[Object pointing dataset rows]
-.-.-

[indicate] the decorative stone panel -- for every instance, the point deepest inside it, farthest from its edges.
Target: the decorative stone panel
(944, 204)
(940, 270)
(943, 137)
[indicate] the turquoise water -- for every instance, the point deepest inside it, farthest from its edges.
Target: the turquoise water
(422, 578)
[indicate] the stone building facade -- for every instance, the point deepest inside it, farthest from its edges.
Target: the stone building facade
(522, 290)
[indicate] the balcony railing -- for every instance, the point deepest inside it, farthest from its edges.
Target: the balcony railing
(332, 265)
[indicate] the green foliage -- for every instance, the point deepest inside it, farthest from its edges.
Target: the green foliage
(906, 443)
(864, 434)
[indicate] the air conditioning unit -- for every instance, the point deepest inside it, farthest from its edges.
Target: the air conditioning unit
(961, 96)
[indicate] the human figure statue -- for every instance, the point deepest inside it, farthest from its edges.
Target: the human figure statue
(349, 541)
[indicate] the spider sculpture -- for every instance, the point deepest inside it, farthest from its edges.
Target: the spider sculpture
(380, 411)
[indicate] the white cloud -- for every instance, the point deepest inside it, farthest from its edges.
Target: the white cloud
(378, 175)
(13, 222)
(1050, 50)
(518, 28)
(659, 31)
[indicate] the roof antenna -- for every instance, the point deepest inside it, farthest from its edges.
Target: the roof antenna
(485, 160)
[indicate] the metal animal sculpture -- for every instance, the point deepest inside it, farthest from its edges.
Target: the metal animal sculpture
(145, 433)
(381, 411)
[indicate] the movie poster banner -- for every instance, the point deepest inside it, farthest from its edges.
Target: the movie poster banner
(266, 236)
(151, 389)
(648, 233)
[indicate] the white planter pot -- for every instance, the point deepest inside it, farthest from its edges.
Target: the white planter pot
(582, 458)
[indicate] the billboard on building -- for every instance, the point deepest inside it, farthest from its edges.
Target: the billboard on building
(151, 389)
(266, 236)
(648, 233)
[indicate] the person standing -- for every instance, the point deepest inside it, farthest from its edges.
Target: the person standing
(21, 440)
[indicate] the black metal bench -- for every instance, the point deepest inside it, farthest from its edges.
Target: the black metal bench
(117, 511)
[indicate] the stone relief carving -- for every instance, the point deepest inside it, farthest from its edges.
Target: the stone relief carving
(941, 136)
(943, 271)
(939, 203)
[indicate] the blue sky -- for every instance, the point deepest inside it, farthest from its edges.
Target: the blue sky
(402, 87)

-.-.-

◆ What this task involves ◆
Repeat the material above exactly.

◆ Worked answer ◆
[indicate] the decorative stone panel -- for every instance, the point deepest inside it, farthest from its edges.
Target: the decorative stone panel
(944, 204)
(940, 270)
(943, 137)
[indicate] the turquoise water -- for every instance, the point deepest inside it, farthest from its edges.
Target: the turquoise water
(422, 578)
[indicate] the stone building facade -- for every instance, the point deepest inside it, farthest from its edges.
Target: the stone building facade
(522, 290)
[indicate] the balcony railing -- for every instance, the point deepest inside it, farthest from its edges.
Target: the balcony railing
(332, 265)
[indicate] the green foliage -- for every instance, the point deepest inside it, farthest from its edges.
Target: the green foliage
(906, 443)
(864, 434)
[indicate] the air conditioning unit -- for every instance, the point deepest inside it, farthest from its edges.
Target: the air conditioning unit
(961, 96)
[indicate] the human figure statue -- for every instance, the point deepest inside it, farthest from its edges.
Target: the human figure statue
(349, 541)
[indicate] the spider sculpture -- for every instance, the point deepest inside it, farthest from its edges.
Target: the spider sculpture
(380, 411)
[indicate] the white cloud -- for every instance, the point deepest inside it, farthest from its edges.
Target: the white cloud
(378, 175)
(13, 222)
(1050, 50)
(518, 28)
(659, 31)
[indicate] the roof antenna -- for every instance, the point deepest inside it, farthest from its edges.
Target: the roof antenna
(485, 160)
[indicate] the metal animal sculpture -- for every instance, the point deepest inside it, farthest from its edges.
Target: the metal animal sculpture
(145, 433)
(381, 411)
[indicate] the movie poster banner -- for every instance, the point deepest inside it, farthest from its edges.
Target: the movie poster banner
(266, 236)
(151, 389)
(648, 233)
[indicate] the white planter pot -- for every instance, the point deepest inside it, farthest from its edges.
Target: the white planter pot
(582, 458)
[indicate] the billboard on building -- for every instance, the point deepest inside it, farthest from its edges.
Target: the billboard on building
(151, 389)
(266, 236)
(648, 233)
[indicate] the person standing -- for every instance, the point deepest inside it, farthest from its edges.
Target: the person standing
(21, 440)
[indicate] the black metal bench -- for every instance, the point deepest inside it, farthest from its edges.
Target: the black metal bench
(117, 511)
[indicate] the stone relief carving -- for every instance, the point deepest inside it, farthest from its edges.
Target: the stone relief carving
(941, 136)
(943, 271)
(939, 203)
[indicate] the blue sky -- for every instance, the point deepest inside it, farthest from its edges.
Target: the blue sky
(402, 87)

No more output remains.